Australia’s unemployment rate went from 5.3% in 2019 to 7.5% in July 2020, and growth is minus 7% for the June quarter which is the worst ever recorded.
Hospitality and travel have been smashed and in general the economy is poor. Does this mean that our health will suffer as well? The surprising truth is that recessions normally have a positive overall health benefit.
The Great Depression of the 1930’s is the most severe depression in the last 100 years. At its peak unemployment hit 23% in the U.S. and gross domestic product (GDP), shrunk by 14%. Despite these hardships, the average American was healthier during this period than during the economic booms that preceded and followed it.
Jose Tapia Granados has found that deaths related to flu and pneumonia, fell from about 150 per 100,000 people in 1929 to roughly 100 per 100,000 people in 1930. Suicide was the only cause of death that increased during the Great Depression. For life expectancy there was a six-year increase in life expectancy, and this was even greater among non-whites, who had an eight-year increase.
Graph: Life expectancy and economic growth

The same is repeated over time and across countries. Garry Egger and Boyd Swinburne cover the story of when the Russians withdrew aid from Cuba in 1989 in Planet Obesity. The country went broke and the calorie intake went down by 1000 cal or 4000 joules per day, which is about 30 – 50% of the normal intake. Obesity declined 50%, heart disease by 35%, stoke by 18% and all-cause mortality by 20 percent.
What about more recent evidence? We can look at what the Americans call the Great Recession and what Australians call the Global Financial Crisis from 2007 – 2010. For European countries, with each increase of 1% in their national unemployment rate they had a corresponding 0.5% reduction in their rate of age‐adjusted mortality.

# What you have to do
Please continue the piece on recessions and health from the point where it stops, before the records.

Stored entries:
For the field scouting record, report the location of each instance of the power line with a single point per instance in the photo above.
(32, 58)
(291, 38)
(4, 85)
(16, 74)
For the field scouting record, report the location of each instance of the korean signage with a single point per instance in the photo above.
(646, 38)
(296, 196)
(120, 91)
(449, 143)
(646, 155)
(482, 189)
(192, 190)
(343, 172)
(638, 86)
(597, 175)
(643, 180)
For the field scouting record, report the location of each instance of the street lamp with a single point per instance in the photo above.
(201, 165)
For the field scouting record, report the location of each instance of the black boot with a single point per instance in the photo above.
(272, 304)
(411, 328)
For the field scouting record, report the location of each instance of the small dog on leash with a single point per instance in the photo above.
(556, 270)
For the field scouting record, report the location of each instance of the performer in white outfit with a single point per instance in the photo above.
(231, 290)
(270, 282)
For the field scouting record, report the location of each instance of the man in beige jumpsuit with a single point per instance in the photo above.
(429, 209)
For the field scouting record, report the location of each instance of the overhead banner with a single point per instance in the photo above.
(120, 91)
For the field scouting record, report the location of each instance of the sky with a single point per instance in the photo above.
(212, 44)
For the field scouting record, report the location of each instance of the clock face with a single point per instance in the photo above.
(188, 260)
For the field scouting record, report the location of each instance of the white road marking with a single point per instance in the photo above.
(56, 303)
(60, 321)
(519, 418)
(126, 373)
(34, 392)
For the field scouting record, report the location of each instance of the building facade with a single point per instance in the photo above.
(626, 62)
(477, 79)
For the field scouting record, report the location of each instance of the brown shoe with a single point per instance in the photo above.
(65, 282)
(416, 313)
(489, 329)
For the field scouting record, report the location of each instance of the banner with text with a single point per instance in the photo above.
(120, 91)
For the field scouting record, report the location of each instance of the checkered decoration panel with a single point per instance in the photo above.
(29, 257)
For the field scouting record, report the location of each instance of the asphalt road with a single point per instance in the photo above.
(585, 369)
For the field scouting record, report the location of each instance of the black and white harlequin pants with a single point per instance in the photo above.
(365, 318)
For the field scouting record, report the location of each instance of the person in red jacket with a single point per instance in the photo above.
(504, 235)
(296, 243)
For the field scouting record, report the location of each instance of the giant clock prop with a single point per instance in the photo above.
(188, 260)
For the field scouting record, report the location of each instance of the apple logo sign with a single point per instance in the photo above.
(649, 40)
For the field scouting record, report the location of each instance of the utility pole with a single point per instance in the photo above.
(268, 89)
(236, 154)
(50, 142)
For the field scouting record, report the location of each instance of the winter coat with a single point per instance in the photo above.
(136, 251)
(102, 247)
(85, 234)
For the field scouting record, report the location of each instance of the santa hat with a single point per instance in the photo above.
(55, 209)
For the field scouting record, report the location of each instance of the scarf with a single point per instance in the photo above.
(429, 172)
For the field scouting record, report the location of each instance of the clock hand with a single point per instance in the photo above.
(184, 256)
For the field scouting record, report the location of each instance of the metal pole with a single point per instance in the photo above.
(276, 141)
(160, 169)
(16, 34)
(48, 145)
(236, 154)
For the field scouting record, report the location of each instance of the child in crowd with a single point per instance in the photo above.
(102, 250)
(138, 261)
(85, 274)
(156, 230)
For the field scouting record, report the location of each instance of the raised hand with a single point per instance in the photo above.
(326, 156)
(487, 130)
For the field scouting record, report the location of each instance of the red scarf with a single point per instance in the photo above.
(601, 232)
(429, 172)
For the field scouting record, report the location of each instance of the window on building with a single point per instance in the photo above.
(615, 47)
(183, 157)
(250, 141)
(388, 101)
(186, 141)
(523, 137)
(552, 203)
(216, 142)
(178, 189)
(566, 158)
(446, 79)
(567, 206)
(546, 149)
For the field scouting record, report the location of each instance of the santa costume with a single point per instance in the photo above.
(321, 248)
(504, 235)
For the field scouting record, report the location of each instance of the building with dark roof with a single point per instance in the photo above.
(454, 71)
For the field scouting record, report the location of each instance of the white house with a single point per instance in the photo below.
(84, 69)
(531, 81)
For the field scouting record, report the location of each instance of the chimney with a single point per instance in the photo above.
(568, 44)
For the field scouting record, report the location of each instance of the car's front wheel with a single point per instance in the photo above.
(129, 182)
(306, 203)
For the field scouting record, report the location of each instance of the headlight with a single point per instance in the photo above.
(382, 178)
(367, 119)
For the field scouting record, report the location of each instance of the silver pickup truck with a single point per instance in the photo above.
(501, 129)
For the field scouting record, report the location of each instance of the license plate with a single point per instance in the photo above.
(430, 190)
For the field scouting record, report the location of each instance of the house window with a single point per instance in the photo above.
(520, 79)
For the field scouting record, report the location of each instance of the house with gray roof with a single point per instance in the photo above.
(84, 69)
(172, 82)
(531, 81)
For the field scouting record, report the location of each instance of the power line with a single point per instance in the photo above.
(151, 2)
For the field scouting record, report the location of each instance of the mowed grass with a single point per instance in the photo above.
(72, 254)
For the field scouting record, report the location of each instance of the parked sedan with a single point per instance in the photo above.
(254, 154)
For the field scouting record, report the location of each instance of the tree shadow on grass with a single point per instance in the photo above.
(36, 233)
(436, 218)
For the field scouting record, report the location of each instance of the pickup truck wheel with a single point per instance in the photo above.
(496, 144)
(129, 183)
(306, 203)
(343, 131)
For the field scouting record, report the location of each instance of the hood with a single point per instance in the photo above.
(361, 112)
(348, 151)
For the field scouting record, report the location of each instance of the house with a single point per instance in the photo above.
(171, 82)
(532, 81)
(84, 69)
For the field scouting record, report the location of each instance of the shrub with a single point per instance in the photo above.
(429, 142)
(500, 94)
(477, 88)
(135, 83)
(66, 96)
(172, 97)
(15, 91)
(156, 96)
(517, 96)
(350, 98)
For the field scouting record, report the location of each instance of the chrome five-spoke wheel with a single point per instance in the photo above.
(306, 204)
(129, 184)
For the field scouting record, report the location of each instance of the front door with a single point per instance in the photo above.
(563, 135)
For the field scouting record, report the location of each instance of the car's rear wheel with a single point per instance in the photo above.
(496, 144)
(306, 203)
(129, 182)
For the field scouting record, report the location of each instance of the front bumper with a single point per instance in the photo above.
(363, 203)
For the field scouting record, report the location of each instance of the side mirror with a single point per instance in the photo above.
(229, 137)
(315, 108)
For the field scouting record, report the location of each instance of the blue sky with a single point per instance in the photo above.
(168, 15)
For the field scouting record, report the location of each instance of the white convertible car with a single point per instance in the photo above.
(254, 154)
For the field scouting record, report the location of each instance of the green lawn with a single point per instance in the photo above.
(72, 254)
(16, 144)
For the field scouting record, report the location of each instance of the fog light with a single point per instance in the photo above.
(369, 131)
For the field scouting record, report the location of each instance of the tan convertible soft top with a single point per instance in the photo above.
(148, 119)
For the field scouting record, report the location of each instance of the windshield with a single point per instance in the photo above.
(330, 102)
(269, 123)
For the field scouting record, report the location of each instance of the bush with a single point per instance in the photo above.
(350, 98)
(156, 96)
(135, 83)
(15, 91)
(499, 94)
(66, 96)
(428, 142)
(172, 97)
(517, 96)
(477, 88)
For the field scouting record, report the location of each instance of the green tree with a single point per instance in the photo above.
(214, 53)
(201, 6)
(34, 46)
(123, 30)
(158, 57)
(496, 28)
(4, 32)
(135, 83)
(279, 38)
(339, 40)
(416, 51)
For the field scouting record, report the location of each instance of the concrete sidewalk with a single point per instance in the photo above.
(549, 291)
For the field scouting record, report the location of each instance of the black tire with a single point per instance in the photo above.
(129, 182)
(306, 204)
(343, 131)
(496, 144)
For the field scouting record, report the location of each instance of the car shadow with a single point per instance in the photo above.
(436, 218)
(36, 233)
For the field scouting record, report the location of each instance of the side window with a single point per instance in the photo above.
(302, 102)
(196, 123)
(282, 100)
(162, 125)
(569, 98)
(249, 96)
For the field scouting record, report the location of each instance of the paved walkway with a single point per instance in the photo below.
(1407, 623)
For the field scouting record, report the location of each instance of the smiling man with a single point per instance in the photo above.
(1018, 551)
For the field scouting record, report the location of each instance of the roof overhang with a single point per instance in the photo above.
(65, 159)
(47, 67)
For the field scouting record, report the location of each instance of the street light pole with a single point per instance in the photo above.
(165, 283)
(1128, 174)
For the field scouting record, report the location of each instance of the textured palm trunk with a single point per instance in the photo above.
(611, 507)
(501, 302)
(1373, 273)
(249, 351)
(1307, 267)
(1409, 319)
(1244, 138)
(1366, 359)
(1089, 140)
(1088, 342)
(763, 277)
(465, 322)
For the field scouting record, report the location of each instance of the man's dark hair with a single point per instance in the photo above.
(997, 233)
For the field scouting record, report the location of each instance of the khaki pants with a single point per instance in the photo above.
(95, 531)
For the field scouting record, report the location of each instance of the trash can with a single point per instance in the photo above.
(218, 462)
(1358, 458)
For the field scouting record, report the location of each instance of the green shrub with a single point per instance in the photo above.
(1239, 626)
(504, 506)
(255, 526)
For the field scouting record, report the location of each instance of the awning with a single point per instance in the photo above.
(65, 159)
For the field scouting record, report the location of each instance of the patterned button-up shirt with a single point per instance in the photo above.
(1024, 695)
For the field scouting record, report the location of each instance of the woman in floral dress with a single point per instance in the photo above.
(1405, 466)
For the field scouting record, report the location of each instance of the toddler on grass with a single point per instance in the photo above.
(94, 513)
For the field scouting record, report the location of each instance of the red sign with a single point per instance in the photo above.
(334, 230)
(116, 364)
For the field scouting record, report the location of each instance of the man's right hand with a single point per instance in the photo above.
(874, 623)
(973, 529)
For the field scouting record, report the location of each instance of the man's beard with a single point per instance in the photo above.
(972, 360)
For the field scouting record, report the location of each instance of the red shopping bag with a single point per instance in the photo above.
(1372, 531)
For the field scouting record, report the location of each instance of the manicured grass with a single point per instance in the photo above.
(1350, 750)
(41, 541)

# Output of the exercise
This is seriously counterintuitive and what could be the reason? Jose Granados thinking is that economic booms are associated with more smoking, drinking, overeating, over consumption of all sorts, less sleep, and more work-related stress, which are all factors that can affect health. In addition, traffic-related deaths and industrial injuries tend to increase during periods of economic growth and decrease during recessions. Lowered production also means less air pollution. Another factor involves social support, with more free time to come together, and social support networks tend to be healthier.
The big exception of course is mental health and suicide. Professor Ian Hickie of the Mind and Brain Centre, at the University of Sydney, modelling suggests the COVID-19 crisis could lead to a 25 per cent jump in the suicide rate if unemployment doubles from 2019 levels to 11 per cent. Hopefully, the employment will stay well below these levels, but if the estimates are correct then this would result in an additional 750 deaths.
However, the Great Depression (1930), the Cuban economic collapse (1989) and the Great Recession (2009) were not caused by pandemics. None of these recessions required people to go into quarantine, social distance, or shut down areas where people socialise, such as restaurants and concerts. The increase in social connection seems to be one of the key drivers for the health improvements seen during recessions. A COVID recession may not result in the same level of health improvement that we have seen in the past.